◆ Exercise 1
Reproduce the passage from the selective content loading article below, starting with "If your page" and going on through "important to you).".

◆ Selected excerpt
-----

Selective Content Loading
One of the techniques we talk about in Jump Start Responsive Web Design is called Selective Content Loading (SCL). This technique is really useful in situations where you want to load small pieces of data into an already loaded page in a structured way. When would this be useful?
- When you have serious bandwidth issues between your server and the end user’s device (for example, on a mobile connection that is moving on a poor network with lots of errors and having to deal with cell handoff).
- When your pages are largely the same structurally from page to page and simply reloading the content saves many requests.
- If you have chunked your content nicely and want to simply load in the next piece in the sequence (for example, infinite scrolling on a Twitter feed)
Some of these issues can be dealt with by good caching and using local storage and these should definitely be explored as good practices generally. However, even with smart asset caching you still require server round trips to retrieve a document, all the page HTML still has to be sent to the browser and then the browser still has to render the page.
If your page has only added a couple of additional bits of data (for example, a tweet) or is only changing a small amount of content (for example, the details for a product) then SCL may be a good option for you. This doesn’t work in every circumstance and it also causes a number of possible issues with URLs, browser history and what content gets spidered on a “page” by search engines (if this important to you).

-----

◆ Exercise 2
Pick out every line in the records that contains the string "player", copying each one in full.

◆ Records for the task
-----

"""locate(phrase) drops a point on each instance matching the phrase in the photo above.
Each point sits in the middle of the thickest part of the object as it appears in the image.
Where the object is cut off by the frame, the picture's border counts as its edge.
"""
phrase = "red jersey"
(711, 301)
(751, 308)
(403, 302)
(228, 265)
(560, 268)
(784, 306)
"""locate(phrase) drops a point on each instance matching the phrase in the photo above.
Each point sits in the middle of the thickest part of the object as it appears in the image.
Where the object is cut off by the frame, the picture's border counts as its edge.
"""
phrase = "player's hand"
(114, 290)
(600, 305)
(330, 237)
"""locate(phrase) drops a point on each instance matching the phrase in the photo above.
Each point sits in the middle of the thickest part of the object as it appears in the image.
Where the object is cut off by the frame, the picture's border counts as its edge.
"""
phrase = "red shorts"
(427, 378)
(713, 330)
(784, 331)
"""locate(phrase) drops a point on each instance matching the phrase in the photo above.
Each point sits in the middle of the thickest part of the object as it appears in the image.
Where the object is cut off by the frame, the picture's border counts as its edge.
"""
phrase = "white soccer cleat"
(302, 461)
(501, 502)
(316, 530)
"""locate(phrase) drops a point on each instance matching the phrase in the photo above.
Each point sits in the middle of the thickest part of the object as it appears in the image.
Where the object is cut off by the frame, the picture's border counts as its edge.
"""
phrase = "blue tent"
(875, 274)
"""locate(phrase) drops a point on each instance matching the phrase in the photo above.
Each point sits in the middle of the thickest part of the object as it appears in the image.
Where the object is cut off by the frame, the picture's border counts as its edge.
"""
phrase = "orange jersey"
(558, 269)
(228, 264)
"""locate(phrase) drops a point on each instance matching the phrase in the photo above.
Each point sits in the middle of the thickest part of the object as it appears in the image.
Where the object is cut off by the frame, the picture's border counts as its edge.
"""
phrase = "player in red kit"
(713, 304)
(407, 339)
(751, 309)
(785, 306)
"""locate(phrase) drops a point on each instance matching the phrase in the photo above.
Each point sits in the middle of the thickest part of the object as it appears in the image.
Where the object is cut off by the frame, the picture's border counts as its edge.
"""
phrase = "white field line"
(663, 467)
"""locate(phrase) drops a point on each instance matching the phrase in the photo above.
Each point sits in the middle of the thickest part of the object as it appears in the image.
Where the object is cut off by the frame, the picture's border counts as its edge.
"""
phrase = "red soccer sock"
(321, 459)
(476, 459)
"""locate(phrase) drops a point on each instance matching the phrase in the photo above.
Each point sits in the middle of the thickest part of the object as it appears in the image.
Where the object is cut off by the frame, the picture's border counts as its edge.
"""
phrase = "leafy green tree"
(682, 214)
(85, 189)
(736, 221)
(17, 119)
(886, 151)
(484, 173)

-----

◆ Exercise solution 1
If your page has only added a couple of additional bits of data (for example, a tweet) or is only changing a small amount of content (for example, the details for a product) then SCL may be a good option for you. This doesn’t work in every circumstance and it also causes a number of possible issues with URLs, browser history and what content gets spidered on a “page” by search engines (if this important to you).

◆ Exercise solution 2
phrase = "player's hand"
phrase = "player in red kit"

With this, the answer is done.